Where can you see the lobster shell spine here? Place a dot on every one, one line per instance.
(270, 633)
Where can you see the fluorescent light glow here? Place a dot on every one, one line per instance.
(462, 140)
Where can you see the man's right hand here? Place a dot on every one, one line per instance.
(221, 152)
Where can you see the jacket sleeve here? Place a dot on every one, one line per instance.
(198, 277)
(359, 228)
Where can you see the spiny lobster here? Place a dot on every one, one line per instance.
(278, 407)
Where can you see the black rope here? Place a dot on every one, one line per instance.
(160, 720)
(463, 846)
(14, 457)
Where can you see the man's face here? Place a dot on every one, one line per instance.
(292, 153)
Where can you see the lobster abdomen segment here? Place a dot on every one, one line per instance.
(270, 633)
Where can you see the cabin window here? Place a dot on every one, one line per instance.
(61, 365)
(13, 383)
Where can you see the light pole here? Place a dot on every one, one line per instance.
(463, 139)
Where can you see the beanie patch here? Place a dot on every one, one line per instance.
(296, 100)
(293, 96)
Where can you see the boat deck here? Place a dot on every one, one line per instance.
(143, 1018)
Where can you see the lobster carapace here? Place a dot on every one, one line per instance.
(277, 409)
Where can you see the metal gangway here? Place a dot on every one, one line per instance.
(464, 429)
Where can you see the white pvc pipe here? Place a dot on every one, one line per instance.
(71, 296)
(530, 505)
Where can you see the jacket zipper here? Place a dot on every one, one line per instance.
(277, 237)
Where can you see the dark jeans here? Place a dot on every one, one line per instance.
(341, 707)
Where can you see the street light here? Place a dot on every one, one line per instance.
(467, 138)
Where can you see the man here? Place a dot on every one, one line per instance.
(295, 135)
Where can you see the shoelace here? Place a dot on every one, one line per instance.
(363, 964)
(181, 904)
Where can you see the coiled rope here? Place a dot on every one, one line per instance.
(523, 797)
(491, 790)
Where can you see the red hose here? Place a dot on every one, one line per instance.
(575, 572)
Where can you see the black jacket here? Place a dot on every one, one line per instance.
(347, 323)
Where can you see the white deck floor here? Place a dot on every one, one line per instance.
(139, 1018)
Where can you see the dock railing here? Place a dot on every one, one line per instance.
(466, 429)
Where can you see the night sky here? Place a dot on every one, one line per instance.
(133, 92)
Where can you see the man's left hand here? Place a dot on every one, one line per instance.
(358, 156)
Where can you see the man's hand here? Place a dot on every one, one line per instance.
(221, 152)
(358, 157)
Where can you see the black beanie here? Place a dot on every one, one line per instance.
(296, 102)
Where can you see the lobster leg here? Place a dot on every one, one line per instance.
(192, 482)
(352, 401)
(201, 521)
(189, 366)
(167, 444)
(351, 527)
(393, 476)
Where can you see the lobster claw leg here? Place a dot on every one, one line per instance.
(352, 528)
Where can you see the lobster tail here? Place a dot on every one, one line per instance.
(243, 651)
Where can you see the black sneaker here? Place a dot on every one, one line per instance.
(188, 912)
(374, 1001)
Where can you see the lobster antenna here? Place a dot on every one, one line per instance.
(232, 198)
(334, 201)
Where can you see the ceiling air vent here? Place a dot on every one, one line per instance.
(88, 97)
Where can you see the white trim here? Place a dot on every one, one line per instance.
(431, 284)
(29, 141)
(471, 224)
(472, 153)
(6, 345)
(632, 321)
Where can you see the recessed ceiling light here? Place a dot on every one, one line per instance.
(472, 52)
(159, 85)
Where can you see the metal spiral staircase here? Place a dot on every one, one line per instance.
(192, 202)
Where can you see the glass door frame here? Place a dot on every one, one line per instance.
=-=-=
Restate all of the entries exactly, please.

__TASK ANSWER__:
Where can you see the lobster shell spine here? Place a dot on every one, one line per instance.
(270, 633)
Where can you see the fluorescent light glow here? Place a dot on every one, one line per instance.
(462, 140)
Where can you see the man's right hand here? Place a dot on every one, one line per instance.
(221, 152)
Where can you see the jacket sleeve here? Place a dot on every one, one line per instance.
(198, 277)
(359, 228)
Where can you see the spiny lobster here? Place a dot on every one, one line per instance.
(278, 407)
Where can you see the black rope here? Place a dot on every one, one line per instance.
(160, 720)
(463, 846)
(14, 457)
Where can you see the man's face here? Place a dot on every one, one line per instance.
(292, 153)
Where can you see the lobster abdomen segment here? Place a dot on every one, one line per instance.
(270, 633)
Where can you see the cabin window here? Place a dot on every one, one line per instance.
(61, 365)
(13, 383)
Where can you see the light pole here? Place a dot on every one, one line per instance.
(463, 139)
Where can you see the beanie patch here? Place a dot on every one, one line per instance.
(296, 100)
(293, 96)
Where can you see the boat deck here? Place a dot on every one, one line per instance.
(143, 1018)
Where can you see the lobster carapace here? Place a dot on every one, one line per instance.
(277, 409)
Where can you see the metal gangway here? Place a dot on every one, one line per instance.
(464, 429)
Where can you see the white pvc pipe here? Place a dot on every one, one line per instance.
(71, 296)
(530, 505)
Where can you see the jacket zipper here? Place a dot on every one, one line per instance.
(277, 237)
Where can you see the dark jeans here? Place a dot on every one, one line per instance.
(341, 707)
Where can you see the street light here? Place a dot on every one, one line per instance.
(467, 138)
Where can you see the man here? Place a dot on every one, one line per instance.
(295, 135)
Where can you see the shoelace here? Place a dot on every one, one line per instance.
(363, 964)
(181, 904)
Where can you see the coiled rope here? Place a dot on every one, one line per instance.
(523, 797)
(491, 790)
Where can you see the red hose here? Place a dot on every one, one line per instance.
(575, 572)
Where can you see the black jacket here? Place a dot on every one, one line per instance.
(347, 323)
Where can you see the white deck floor here? Place a dot on every one, one line per instance.
(139, 1018)
Where can you see the dock railing here? Place a dot on every one, one line per instance.
(466, 429)
Where can you see the night sky here? Place a dot on every one, one line per instance.
(133, 92)
Where can you see the man's left hand here? Place a dot on every one, one line per instance.
(358, 156)
Where can you see the man's hand here? Place a dot on every one, one line per instance.
(221, 152)
(358, 157)
Where can you see the black beanie here? Place a dot on every one, one line per instance.
(296, 102)
Where can you see the lobster leg here? Place a dot on every one, one line per instance.
(192, 482)
(352, 401)
(201, 521)
(189, 366)
(167, 444)
(351, 527)
(393, 476)
Where can you see the lobster claw leg here? Place a dot on every one, one line per instance.
(352, 528)
Where can you see the lobster tail here? Place a dot on every one, one line per instance.
(243, 651)
Where can you see the black sneaker here? Place a dot on every one, one line per instance.
(188, 912)
(374, 1001)
Where can you see the lobster antenna here? Place a dot on every one, one line per instance.
(232, 198)
(334, 201)
Where can you see the ceiling air vent here? Place a dot on every one, one line per instance.
(88, 97)
Where can you see the white trim here? Place a dot on every one, one line per instance.
(431, 284)
(29, 141)
(471, 224)
(472, 153)
(6, 345)
(632, 321)
Where can you see the recessed ceiling light here? Place a dot on every one, one line per instance.
(472, 52)
(159, 85)
Where can you see the metal spiral staircase here? Place a dot on every one, one line per instance.
(192, 202)
Where can you see the glass door frame here? Place a dot on every one, one line per instance.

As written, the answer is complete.